══ TEXT UNDER STUDY
Digital Health, Technology & Innovation

VITAL-HF Trial: Remote Digital Tool Improves Heart Failure Care

VITAL-HF Trial: Remote Digital Tool Improves Heart Failure Care

Story Health by Innovaccer, a digital care platform evaluated in the VITAL-HF trial, demonstrates safe and significant improvements in heart failure therapy optimization.

Innovaccer Inc., a leading healthcare AI company, today announced results from the VITAL-HF (Virtual Care to Improve Heart Failure Outcomes) randomized controlled trial, presented today at the Heart Failure Society of America (HFSA) Annual Scientific Meeting. The study showed that using Story Health by Innovaccer, a remote, digital care platform, clinicians were able to significantly improve the use of guideline-directed medical therapy for patients with heart failure with reduced ejection fraction (HFrEF) compared with usual care.

Conducted across seven U.S. health systems including Duke University Health System, Cleveland Clinic, and Ascension St. Vincent, VITAL-HF enrolled 178 adults with HFrEF who were not yet optimized on medical therapy. Participants were randomized to either standard care or a digital intervention supported by Story Health’s platform and health coaches. Both groups received cellular-enabled blood pressure cuffs and scales. In addition, intervention participants received remote management and titration of their heart failure medications through a personalized digital care plan, at-home monitoring, and care guidance from their clinicians and health coaches.

At six months, patients in the digital intervention group achieved greater improvements in guideline-directed medical therapy (GDMT), as measured by the Heart Failure Collaboratory medical therapy score (mean increase of 2.0 points) compared to those receiving usual care (mean increase of 1.4 points). The least squares mean difference of 0.78 was statistically significant (95% CI, 0.21–1.34; p=0.007). Importantly, safety outcomes were similar across groups, with low rates of hospitalizations and adverse events.

“These findings demonstrate that digital, asynchronous care models can safely improve medical therapy for patients with heart failure above and beyond traditional clinic-based care. These new models are scalable and have the potential to reach patients with limited access to care,” said Adam D. DeVore, MD, MHS, Associate Professor of Medicine in cardiology at Duke University School of Medicine and principal investigator of the study.

While some prior digital interventions in heart failure have only resulted in improvement in one or two drugs, the VITAL-HF intervention led to higher rates of patients achieving target doses across all four foundational drug classes for HFrEF—beta-blockers, angiotensin receptor-neprilysin inhibitors (ARNIs), mineralocorticoid receptor antagonists (MRAs), and sodium-glucose cotransporter-2 inhibitors (SGLT2i). At six months, 44% of intervention patients were receiving all four therapies versus markedly fewer at baseline.

“Improving medical therapy for heart failure is one of the most powerful levers we have to reduce hospitalizations and save lives. VITAL-HF shows that digital platforms with health coaching support can make this scalable at a time when many health systems and clinics are facing staffing shortages, long wait times, and patients with significant barriers in accessing care,” said Ashul Govil, MD, MBA, Cardiologist and Medical Director at Story Health by Innovaccer.
════
> [SET OF TASKS]:
A. In the trial report, how many adults did VITAL-HF enroll?
B. Sum up the trial report in two sentences.
The records have no connection to the trial report.
══ MATERIAL SHOWN
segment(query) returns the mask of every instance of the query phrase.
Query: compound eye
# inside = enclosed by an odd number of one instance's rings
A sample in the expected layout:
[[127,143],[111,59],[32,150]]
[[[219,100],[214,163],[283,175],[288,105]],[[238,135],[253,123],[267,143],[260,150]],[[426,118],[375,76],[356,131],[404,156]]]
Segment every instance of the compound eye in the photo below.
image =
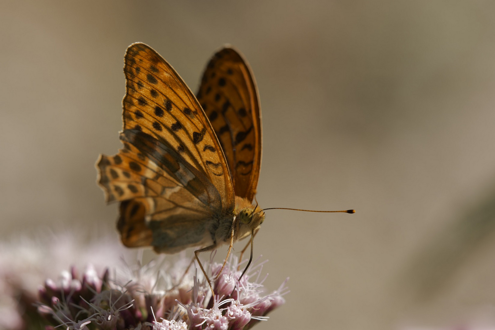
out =
[[252,219],[252,217],[251,216],[251,212],[248,209],[241,211],[241,214],[239,215],[240,216],[240,218],[241,218],[241,222],[243,224],[248,224],[251,222],[251,220]]

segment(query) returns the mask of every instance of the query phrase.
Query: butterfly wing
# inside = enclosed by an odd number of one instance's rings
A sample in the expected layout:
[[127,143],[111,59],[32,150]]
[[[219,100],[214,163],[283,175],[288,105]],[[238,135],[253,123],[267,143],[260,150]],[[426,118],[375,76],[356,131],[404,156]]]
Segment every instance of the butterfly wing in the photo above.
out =
[[227,162],[196,98],[146,45],[131,45],[124,68],[124,147],[100,156],[99,184],[118,200],[129,246],[173,253],[211,240],[208,221],[233,210]]
[[254,78],[242,55],[230,47],[217,52],[197,96],[222,146],[236,195],[252,201],[261,164],[261,118]]

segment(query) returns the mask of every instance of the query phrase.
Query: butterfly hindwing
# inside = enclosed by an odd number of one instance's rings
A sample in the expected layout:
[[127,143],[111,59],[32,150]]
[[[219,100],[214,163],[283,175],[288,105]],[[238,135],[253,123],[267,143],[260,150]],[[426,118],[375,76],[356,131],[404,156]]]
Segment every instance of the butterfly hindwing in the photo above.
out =
[[198,93],[222,145],[236,195],[252,201],[261,162],[261,123],[257,89],[247,62],[227,47],[206,66]]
════
> [EXPECTED RESULTS]:
A. VITAL-HF enrolled 178 adults with HFrEF who were not yet optimized on medical therapy.

B. In the VITAL-HF randomized controlled trial across seven U.S. health systems, 178 adults with HFrEF received either usual care or remote medication management through the Story Health by Innovaccer digital platform with health coaches. At six months, the digital group showed a significantly greater improvement in guideline-directed medical therapy scores than usual care, with similar safety outcomes between the groups.